### Exercise directions
In which lines of the data does the string "approximate" appear? Copy every one.
Start of Material for this exercise
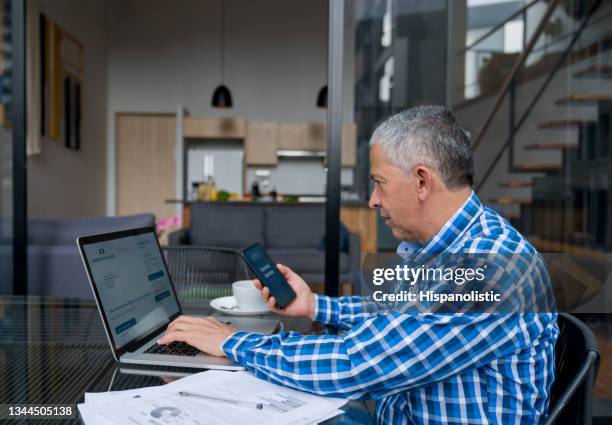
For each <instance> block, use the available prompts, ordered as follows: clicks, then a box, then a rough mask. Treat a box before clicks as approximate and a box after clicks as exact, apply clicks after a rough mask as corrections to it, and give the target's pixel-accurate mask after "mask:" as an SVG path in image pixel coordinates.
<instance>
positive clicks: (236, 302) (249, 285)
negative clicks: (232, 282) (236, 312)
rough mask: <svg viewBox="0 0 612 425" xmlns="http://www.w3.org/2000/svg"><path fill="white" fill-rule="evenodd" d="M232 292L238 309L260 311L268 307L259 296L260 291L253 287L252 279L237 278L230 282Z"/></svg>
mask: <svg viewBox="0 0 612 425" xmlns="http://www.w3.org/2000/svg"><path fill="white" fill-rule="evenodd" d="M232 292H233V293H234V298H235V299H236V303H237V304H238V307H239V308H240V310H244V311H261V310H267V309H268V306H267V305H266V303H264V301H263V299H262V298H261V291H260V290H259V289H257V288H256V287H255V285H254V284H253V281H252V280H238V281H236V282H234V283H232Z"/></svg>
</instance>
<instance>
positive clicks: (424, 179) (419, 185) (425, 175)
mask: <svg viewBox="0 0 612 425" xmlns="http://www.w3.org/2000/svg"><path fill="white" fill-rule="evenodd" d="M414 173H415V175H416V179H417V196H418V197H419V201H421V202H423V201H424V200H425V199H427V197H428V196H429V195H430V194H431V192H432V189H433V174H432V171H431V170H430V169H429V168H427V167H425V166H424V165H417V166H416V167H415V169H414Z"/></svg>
End of Material for this exercise
Start of Material for this exercise
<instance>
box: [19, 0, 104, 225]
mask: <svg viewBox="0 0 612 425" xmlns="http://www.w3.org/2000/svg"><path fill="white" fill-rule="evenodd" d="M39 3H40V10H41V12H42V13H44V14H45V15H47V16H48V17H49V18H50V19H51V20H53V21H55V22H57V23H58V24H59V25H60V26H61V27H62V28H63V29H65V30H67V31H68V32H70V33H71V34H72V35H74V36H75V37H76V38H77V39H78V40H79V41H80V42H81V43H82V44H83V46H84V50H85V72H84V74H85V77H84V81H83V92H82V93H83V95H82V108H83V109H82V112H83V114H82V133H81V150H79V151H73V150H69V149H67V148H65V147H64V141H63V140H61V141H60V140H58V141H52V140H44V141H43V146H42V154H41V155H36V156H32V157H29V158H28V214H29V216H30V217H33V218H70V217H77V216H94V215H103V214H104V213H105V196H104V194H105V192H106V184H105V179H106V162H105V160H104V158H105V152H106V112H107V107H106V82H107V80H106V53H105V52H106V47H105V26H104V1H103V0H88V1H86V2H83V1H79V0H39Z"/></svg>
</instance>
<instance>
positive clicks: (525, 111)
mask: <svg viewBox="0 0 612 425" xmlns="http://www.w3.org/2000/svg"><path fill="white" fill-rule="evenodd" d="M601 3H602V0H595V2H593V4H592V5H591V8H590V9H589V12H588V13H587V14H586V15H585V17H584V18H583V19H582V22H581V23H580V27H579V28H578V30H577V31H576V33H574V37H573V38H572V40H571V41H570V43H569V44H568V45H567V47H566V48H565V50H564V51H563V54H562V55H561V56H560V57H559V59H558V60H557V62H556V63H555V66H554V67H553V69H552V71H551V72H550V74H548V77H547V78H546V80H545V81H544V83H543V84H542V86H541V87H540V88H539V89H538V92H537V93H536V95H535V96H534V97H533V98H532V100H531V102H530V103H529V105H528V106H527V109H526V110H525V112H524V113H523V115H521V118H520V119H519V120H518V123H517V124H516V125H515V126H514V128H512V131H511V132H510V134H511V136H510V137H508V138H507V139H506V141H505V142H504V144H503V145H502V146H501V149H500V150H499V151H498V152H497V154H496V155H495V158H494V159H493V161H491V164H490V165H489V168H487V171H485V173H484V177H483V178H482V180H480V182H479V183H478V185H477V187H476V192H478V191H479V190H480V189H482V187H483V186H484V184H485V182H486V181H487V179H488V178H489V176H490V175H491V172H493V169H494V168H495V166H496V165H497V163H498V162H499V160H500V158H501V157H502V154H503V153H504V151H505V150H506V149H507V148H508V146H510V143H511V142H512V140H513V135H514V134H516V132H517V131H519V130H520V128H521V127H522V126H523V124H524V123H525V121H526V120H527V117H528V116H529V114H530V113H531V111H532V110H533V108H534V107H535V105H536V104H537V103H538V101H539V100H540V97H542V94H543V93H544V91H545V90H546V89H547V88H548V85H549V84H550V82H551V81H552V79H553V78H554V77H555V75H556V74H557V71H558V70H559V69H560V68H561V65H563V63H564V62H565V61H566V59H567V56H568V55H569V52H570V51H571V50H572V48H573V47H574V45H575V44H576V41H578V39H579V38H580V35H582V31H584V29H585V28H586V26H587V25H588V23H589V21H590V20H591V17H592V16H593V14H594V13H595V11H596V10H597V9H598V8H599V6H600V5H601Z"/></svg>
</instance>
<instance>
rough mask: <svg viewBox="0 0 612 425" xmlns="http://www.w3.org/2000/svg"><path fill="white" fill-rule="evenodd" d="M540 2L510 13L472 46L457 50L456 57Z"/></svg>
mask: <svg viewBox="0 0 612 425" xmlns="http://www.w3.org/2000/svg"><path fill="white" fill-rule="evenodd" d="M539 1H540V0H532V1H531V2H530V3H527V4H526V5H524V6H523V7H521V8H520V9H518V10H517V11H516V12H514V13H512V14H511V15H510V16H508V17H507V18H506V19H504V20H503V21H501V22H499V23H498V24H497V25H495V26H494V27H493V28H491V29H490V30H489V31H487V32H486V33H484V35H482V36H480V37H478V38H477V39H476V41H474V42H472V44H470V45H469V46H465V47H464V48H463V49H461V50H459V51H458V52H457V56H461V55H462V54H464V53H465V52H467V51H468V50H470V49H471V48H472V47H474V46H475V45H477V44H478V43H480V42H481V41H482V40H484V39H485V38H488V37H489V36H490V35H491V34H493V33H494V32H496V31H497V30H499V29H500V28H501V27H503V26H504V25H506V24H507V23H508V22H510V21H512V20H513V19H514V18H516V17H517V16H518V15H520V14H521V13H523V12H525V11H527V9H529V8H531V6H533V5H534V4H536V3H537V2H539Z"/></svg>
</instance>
End of Material for this exercise
Start of Material for this exercise
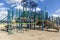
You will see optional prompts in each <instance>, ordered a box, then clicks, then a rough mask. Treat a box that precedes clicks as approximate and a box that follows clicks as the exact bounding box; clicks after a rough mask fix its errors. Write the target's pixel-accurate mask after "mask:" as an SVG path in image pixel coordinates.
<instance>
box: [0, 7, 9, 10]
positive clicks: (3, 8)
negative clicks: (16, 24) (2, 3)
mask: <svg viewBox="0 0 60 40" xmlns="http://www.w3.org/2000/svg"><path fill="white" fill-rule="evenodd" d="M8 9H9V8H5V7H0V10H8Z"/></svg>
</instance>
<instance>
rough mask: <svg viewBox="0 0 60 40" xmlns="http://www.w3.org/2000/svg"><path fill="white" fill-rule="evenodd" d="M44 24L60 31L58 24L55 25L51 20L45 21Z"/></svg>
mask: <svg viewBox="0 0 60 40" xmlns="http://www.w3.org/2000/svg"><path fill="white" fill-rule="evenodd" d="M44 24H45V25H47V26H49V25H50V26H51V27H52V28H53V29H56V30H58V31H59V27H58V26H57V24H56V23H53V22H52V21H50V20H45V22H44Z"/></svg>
End of Material for this exercise
### Exercise output
For each <instance> block, use the available prompts, ordered as follows: clicks, then a box, then a rough mask. Treat a box before clicks as approximate and a box after clicks as exact, apply clicks after a rough mask as corrections to it, and give the target's pixel-accurate mask after "mask:" as an SVG path in image pixel coordinates.
You will see optional prompts in each <instance>, ordered a box, then clicks, then a rough mask. Treat a box that precedes clicks as approximate and a box that follows clicks as the exact bounding box; clicks after a rough mask fix its errors. Write the target's pixel-accurate mask after "mask:" as an SVG path in image pixel coordinates.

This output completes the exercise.